## Work order
Where a line below holds the string "utility", copy that line.

## Record set
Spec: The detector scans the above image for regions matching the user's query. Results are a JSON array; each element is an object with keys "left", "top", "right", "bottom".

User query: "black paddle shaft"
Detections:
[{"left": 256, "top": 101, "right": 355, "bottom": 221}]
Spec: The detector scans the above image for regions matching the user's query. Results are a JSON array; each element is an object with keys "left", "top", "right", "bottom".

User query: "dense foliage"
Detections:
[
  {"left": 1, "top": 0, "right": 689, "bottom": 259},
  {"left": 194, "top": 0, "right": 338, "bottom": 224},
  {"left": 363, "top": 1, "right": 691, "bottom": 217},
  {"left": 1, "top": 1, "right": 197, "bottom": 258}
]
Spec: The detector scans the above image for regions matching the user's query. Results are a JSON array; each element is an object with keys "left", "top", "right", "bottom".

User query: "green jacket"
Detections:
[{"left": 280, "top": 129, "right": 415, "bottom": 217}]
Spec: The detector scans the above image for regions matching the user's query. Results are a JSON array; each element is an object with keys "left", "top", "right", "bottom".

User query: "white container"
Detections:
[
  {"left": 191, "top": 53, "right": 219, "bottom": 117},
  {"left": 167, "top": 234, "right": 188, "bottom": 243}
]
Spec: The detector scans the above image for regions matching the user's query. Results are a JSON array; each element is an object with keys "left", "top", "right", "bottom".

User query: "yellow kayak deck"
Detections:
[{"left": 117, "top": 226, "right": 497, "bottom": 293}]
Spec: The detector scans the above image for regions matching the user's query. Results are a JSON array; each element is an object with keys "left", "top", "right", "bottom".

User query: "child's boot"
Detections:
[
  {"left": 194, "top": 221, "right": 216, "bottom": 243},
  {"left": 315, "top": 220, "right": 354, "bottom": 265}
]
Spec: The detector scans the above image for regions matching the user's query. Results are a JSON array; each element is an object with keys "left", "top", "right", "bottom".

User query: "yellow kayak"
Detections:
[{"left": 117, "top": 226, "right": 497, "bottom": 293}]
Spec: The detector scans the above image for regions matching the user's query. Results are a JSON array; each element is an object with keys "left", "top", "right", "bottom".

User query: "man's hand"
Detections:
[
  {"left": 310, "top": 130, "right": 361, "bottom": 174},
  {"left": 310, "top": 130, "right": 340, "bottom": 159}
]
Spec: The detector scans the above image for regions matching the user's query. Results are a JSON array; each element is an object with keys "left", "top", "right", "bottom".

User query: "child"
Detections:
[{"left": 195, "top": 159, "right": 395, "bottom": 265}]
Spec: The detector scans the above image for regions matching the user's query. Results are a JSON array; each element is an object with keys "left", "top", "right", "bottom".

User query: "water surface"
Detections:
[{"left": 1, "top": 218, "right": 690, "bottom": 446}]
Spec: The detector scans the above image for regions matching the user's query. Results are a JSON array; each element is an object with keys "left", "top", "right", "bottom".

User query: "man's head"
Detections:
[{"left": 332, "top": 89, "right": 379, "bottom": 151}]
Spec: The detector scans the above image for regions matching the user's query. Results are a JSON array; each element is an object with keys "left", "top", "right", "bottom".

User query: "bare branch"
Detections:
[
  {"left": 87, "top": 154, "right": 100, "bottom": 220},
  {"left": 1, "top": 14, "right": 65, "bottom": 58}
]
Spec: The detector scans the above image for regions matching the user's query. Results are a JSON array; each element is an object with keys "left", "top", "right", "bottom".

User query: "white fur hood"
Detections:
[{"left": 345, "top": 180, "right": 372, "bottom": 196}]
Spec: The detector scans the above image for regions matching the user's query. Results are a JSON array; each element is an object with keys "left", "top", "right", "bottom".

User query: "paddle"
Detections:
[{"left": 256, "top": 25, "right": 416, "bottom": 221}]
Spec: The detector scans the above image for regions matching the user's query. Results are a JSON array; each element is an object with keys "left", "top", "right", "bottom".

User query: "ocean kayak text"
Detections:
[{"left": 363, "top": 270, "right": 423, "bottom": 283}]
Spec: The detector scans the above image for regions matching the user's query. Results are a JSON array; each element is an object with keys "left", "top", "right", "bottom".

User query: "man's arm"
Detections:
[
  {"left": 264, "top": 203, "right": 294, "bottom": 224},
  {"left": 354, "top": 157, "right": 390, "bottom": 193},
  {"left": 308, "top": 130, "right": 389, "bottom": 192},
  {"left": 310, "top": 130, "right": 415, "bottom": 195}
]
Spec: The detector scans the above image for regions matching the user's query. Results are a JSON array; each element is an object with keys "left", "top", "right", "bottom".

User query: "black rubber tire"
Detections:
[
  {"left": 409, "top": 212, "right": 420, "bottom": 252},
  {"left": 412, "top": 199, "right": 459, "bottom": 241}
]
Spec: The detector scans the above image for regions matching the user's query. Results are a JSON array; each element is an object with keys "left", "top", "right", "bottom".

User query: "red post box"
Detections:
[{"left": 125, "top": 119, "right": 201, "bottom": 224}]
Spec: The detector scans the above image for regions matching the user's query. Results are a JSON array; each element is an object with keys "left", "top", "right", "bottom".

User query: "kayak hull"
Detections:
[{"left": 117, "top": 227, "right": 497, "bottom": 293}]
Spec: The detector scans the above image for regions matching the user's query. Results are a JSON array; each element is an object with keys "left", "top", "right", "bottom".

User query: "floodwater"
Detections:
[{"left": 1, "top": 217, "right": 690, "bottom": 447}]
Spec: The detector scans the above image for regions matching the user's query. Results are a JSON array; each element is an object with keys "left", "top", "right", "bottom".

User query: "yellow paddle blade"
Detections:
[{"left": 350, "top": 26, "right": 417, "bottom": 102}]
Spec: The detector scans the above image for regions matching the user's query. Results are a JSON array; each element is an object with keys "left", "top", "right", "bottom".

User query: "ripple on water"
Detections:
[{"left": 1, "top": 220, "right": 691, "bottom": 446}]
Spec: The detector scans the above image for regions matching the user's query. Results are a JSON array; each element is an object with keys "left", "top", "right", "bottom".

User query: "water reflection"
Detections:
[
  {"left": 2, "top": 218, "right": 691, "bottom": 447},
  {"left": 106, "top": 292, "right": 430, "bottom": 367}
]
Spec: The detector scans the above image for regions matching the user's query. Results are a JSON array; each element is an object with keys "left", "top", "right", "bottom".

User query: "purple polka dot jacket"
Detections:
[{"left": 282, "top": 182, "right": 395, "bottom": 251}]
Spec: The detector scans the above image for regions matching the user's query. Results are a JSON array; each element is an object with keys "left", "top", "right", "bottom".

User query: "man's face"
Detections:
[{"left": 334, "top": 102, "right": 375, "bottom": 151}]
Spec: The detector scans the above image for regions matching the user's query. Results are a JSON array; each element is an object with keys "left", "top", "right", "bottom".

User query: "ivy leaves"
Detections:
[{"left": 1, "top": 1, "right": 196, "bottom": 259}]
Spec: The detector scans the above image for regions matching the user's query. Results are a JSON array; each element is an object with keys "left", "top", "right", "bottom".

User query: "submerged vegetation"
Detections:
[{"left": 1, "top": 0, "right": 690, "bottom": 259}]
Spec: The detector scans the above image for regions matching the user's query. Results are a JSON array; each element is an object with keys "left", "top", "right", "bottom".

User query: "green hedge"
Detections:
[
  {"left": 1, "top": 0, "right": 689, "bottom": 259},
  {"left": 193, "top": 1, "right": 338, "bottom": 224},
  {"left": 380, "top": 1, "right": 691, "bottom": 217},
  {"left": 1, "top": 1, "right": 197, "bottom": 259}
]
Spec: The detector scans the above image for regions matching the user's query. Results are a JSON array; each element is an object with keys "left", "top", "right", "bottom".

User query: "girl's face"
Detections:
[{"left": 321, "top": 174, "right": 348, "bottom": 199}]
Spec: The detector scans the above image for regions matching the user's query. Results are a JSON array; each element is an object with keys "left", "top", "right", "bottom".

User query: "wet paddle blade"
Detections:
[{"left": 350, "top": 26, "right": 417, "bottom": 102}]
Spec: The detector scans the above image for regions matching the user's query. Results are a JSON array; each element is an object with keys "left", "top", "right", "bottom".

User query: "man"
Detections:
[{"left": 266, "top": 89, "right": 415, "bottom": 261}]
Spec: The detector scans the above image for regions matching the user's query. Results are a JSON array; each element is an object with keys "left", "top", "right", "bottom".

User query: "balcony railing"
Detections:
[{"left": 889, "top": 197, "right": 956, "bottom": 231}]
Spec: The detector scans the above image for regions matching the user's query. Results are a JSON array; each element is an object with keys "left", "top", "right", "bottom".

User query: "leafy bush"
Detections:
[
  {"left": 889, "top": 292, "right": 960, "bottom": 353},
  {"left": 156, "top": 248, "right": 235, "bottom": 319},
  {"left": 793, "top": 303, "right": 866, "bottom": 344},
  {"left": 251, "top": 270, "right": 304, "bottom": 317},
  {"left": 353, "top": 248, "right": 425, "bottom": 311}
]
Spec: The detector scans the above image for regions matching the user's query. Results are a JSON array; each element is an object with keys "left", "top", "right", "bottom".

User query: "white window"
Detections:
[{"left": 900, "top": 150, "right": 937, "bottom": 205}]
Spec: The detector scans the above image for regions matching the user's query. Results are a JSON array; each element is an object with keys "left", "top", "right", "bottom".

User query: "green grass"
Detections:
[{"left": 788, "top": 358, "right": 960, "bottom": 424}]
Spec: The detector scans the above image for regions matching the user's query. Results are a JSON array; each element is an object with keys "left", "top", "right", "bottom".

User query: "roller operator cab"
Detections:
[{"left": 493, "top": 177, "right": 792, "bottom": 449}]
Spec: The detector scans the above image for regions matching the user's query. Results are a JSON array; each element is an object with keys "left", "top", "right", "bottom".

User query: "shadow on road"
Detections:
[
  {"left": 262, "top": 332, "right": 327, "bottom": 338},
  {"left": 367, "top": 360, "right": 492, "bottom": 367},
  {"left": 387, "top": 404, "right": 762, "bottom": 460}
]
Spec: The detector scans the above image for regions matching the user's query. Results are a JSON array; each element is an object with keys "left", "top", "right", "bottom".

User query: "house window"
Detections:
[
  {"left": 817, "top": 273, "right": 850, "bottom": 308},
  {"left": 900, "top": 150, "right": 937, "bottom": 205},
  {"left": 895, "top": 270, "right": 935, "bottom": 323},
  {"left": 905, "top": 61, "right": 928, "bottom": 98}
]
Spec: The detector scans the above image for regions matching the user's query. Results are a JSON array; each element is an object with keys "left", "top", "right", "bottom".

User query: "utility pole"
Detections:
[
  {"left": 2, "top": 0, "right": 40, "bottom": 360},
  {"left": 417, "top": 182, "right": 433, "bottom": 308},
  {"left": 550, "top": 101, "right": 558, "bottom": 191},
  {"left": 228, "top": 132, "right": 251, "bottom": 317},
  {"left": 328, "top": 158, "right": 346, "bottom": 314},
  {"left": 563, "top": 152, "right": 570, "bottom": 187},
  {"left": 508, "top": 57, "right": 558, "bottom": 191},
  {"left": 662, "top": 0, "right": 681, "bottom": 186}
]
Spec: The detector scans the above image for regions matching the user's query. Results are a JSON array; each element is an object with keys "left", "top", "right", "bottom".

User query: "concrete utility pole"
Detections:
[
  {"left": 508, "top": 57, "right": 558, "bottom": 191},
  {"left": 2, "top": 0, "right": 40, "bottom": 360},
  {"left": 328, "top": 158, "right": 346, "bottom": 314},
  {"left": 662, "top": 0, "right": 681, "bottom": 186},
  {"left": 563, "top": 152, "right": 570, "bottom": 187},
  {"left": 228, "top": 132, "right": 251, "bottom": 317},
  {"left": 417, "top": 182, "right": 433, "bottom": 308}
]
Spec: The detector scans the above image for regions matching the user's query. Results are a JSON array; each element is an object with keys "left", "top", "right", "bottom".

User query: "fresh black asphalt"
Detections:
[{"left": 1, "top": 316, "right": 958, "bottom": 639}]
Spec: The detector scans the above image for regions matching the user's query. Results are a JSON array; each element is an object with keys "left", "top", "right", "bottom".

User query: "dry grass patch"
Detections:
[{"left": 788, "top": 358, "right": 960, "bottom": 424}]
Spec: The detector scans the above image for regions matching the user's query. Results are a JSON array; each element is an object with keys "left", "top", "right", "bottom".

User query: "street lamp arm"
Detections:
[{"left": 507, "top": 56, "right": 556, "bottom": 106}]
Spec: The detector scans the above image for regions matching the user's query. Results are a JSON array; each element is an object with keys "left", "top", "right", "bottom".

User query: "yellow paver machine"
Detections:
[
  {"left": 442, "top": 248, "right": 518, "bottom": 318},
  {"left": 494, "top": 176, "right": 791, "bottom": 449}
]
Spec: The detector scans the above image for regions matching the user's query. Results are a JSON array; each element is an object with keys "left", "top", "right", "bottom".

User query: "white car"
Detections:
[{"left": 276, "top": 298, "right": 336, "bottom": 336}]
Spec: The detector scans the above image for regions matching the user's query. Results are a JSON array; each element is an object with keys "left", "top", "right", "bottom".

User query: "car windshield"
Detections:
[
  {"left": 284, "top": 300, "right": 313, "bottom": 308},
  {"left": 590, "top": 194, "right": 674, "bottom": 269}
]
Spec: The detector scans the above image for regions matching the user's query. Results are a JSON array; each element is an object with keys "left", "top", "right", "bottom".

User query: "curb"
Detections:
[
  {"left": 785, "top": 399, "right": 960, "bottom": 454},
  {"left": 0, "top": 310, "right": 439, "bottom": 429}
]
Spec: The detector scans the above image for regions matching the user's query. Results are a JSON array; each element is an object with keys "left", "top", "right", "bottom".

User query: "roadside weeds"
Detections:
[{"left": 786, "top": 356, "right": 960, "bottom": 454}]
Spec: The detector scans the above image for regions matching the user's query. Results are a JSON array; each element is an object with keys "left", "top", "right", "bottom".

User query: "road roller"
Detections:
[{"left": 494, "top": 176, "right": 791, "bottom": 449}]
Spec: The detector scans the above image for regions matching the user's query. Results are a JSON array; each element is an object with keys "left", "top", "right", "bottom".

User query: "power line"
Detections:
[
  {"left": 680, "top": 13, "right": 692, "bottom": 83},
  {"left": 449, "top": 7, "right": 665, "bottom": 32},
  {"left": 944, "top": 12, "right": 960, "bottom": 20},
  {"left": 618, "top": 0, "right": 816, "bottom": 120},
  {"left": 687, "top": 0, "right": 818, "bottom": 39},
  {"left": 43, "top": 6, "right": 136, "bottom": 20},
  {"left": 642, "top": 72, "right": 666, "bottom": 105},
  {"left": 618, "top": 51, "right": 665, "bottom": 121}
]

## Your response
User query: "utility pole"
User query: "concrete utility pole"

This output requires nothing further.